— start —

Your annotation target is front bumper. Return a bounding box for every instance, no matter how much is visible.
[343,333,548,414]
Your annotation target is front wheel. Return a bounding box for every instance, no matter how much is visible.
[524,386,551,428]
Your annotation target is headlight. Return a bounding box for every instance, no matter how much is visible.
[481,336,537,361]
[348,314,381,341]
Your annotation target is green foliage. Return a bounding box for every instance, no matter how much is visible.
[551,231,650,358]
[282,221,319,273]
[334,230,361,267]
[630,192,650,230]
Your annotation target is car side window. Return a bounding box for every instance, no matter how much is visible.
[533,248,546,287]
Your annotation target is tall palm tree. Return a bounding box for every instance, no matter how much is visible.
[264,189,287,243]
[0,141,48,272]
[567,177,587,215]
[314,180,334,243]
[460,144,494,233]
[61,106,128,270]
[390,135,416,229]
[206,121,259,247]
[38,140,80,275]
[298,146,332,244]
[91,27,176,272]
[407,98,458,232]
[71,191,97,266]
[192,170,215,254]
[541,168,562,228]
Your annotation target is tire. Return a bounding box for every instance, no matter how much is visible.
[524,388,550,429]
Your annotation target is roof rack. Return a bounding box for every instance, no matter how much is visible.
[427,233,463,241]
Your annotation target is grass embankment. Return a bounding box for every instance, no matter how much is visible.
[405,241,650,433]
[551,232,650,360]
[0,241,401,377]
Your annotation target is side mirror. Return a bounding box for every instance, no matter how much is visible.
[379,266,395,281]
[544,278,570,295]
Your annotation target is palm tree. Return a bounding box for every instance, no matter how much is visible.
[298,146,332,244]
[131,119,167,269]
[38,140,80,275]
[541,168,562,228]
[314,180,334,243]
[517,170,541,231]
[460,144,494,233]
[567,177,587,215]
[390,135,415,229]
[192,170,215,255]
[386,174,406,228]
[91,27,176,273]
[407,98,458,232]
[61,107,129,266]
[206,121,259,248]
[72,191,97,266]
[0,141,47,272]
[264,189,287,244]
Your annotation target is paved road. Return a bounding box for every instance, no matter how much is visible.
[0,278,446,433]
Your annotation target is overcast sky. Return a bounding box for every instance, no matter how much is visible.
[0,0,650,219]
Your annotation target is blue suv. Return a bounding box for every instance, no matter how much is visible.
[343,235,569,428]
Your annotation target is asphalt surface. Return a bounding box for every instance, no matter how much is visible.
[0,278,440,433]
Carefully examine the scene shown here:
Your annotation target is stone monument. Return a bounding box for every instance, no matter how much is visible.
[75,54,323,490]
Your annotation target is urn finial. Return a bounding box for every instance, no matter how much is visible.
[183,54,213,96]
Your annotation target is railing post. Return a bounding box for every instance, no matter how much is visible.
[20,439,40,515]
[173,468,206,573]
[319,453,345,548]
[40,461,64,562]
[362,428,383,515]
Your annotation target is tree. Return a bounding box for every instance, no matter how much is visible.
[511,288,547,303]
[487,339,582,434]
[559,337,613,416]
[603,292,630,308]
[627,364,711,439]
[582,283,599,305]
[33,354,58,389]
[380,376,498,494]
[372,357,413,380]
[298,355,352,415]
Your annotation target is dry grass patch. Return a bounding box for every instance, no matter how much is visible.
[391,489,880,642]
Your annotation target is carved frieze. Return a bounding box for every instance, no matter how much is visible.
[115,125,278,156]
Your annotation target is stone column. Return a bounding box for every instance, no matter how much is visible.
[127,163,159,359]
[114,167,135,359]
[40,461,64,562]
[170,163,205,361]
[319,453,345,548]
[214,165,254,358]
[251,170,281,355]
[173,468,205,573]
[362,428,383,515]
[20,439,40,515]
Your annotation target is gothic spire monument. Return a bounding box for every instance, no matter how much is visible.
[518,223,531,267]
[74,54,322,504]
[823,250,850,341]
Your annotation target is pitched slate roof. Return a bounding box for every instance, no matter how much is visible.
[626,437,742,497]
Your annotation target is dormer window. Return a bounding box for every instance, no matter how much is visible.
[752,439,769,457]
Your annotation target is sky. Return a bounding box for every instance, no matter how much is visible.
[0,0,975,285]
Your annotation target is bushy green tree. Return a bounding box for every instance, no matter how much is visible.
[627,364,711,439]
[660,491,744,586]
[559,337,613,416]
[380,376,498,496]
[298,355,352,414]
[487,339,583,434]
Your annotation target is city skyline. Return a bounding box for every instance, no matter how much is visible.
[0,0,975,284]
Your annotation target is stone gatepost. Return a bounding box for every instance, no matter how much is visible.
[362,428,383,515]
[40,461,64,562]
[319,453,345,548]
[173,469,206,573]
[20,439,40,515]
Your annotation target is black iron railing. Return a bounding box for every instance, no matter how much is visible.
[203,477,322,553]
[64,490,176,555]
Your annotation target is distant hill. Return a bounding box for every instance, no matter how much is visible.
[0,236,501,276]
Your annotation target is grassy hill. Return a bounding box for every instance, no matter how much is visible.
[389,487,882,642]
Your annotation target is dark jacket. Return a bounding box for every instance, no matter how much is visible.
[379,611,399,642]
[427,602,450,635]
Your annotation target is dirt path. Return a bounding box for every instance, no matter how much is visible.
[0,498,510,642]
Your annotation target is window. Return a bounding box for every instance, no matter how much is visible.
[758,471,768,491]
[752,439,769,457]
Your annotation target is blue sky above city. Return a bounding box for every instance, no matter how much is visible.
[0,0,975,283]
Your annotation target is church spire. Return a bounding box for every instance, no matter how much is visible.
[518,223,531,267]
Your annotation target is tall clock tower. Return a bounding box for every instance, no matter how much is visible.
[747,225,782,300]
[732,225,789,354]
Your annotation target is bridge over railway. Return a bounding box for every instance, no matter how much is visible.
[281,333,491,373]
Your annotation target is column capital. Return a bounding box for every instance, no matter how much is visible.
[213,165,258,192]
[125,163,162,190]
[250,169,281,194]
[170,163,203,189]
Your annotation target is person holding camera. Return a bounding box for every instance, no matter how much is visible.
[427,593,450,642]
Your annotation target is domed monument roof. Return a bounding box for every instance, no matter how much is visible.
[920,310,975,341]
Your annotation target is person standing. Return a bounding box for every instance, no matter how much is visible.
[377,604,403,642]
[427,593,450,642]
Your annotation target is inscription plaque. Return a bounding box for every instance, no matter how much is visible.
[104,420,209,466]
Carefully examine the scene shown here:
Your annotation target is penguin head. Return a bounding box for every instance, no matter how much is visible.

— end —

• **Requirement**
Reproduce every one of the items above verbatim, in the order given.

• **Result for this task**
Your annotation target is front bumper. Return a bounding box for every instance, no matter how much is visible.
[343,333,548,414]
Your annotation target is front wheel. Return a bounding box for every instance, no matter how much is visible.
[524,386,551,428]
Your annotation target is headlight. Return a bounding box for every instance, no matter how much is visible.
[481,336,537,361]
[348,314,381,341]
Your annotation target is green foliage. Return a bounding box for every instance, no matter how much is visible.
[551,231,650,358]
[282,221,319,273]
[334,230,361,267]
[630,192,650,230]
Your annotation target is car side window. Return a bounding box for every instance, no matter how much is visible.
[533,248,546,287]
Your annotation target is tall palm tree. Return a bounding box for every instance, no matter how much is visible.
[264,189,287,243]
[0,141,48,272]
[567,177,587,215]
[314,180,334,243]
[460,144,494,233]
[61,106,128,270]
[390,135,416,229]
[206,121,259,247]
[38,140,80,275]
[298,146,332,244]
[91,27,176,272]
[407,98,458,232]
[71,191,97,266]
[192,170,215,254]
[541,168,562,228]
Your annotation target is tire. Return a bounding box for every instance, no matter how much is visible.
[524,388,550,429]
Your annotation target is roof rack. Return a bounding box for every instance, no matter how much is visible.
[427,233,463,241]
Your annotation target is grass embankment. Return a bounding box for every instance, no matter how much is visible.
[405,241,650,433]
[551,232,650,360]
[0,241,401,377]
Your annotation target is side mirror. Return a bounding box for every instance, no matter how much is visible.
[379,266,395,281]
[544,278,570,295]
Your annotation target is palm tree. Return a bounding box for every instance, no matter how much is visible.
[298,146,332,244]
[131,119,167,269]
[38,140,80,275]
[541,168,562,228]
[314,180,334,243]
[517,170,541,231]
[460,144,494,233]
[567,177,587,215]
[390,135,415,229]
[192,170,215,255]
[386,174,406,228]
[91,27,176,273]
[407,98,458,232]
[61,107,129,266]
[206,121,259,248]
[72,191,97,266]
[0,141,47,272]
[264,189,287,244]
Your annotation target is paved road. Return a bounding box for every instance, no matter how much is visible.
[0,278,446,433]
Your annotation target is overcast sky. Return a bounding box for every instance, no matter how much is visible.
[0,0,650,219]
Your annotation target is blue suv. Return a bounding box for every instance, no matter how much is visible.
[343,235,569,428]
Your annotation target is asphalt surface. Return a bounding box for every instance, no matter how much is visible.
[0,278,440,433]
Carefully examine the scene shown here:
Your annotation target is stone monument. Return a bounding box for every instance, no matter how much is visible.
[75,54,323,490]
Your annotation target is urn finial. Return a bounding box for every instance, no matter how much is visible.
[183,54,213,96]
Your annotation target is railing post. Return a bounding box for every instance, no matter how much is visible.
[20,439,40,515]
[173,468,206,573]
[319,453,345,548]
[40,461,64,562]
[362,428,383,515]
Your annotation target is tree. Return a bounding box for every instance, no matter how much is visible.
[511,288,547,303]
[487,339,582,434]
[559,337,613,416]
[603,292,630,308]
[627,364,711,439]
[582,283,599,305]
[33,354,58,389]
[380,376,498,494]
[372,357,413,380]
[298,355,352,415]
Your annotation target is dry grass patch. Return a bounding box for every instance, no matter how much is visible.
[391,489,880,642]
Your annotation target is carved frieze. Return a bounding box for every instance, no matter how much is visible.
[115,125,278,156]
Your annotation target is stone column. Return a bounding box for every instance, no matter how much is visible.
[127,163,159,359]
[114,167,135,359]
[40,461,64,562]
[170,163,205,361]
[319,453,345,548]
[214,165,254,358]
[251,170,281,355]
[173,468,205,573]
[362,428,383,515]
[20,439,40,515]
Your annotation target is gothic spire monument. Return a bounding box for every instance, no matter how much is visible.
[518,223,531,267]
[74,54,322,504]
[823,250,850,341]
Your annotation target is pitched slate roof. Return a bounding box for every instance, no matter how much is visible.
[626,437,742,497]
Your annotation target is dormer window. Return a bounding box for every instance, no matter how much is visible.
[752,439,769,457]
Your annotation target is sky. Return a bounding box for every instance, no matter how much is visible.
[0,0,975,285]
Your annotation target is bushy green tree. Return a bounding box for every instance, no matter how much is visible.
[627,364,711,439]
[660,491,744,586]
[559,337,613,416]
[380,376,498,496]
[298,355,352,414]
[487,339,583,434]
Your annotation target is city skyline. Return a bounding box for every instance, no matter how much is visible.
[0,0,975,284]
Your annotation target is stone gatepost. Return a bounding box for every instance, no matter how much is visible.
[362,428,383,515]
[40,461,64,562]
[319,453,345,548]
[173,469,206,573]
[20,439,40,515]
Your annotation target is black iron railing. Return a bounding box for every instance, no matter how much is visible.
[203,477,322,553]
[64,490,176,555]
Your annotation target is distant hill. Return a bounding box for every instance, no matter how much is visible.
[0,236,501,276]
Your annotation target is grassy hill. Return a bounding box for every instance, no matter how much is visible.
[389,487,882,642]
Your annotation target is dark jacket. Return a bounding box for every instance, no matter how much is visible.
[379,611,399,642]
[427,602,450,635]
Your annotation target is dirt path. Return a bounding box for every instance, no matter how much is visible.
[0,498,510,642]
Your annotation target is window. Return a bounding box for every instance, no matter how much is visible.
[758,471,768,491]
[752,439,769,457]
Your annotation target is blue sky above city. Return a bounding box for every instance, no matter how much is visible.
[0,0,975,283]
Your annotation target is church spire. Return a bounding box for every instance, no matter how much is visible.
[518,223,531,267]
Your annotation target is tall clock tower. Return a bounding box for every instance, no matter how much is visible.
[747,225,782,300]
[732,225,789,354]
Your annotation target is bridge over railway. Return a bounding box for every instance, no matter how much is visible.
[281,333,491,373]
Your annotation target is column capital. Return a bounding box for every instance, no matter how much is visible.
[213,165,258,192]
[125,163,162,190]
[250,169,281,194]
[170,163,203,189]
Your annotation target is person holding camera. Return a bounding box for every instance, no matter how much is visible.
[427,593,450,642]
Your annotation target is domed monument roof. Return a bounding box for every instance, no matter how much is visible.
[920,310,975,341]
Your annotation target is person standing. Return a bounding box for every instance, no matter how much is visible.
[377,604,403,642]
[427,593,450,642]
Your annotation target is inscription plaque. Return a bounding box for every instance, no matter how much is visible.
[104,420,209,466]
Carefully examine the scene shown here:
Your annotation target is penguin head. Return a bounding box for every instance, no matter how much is visible.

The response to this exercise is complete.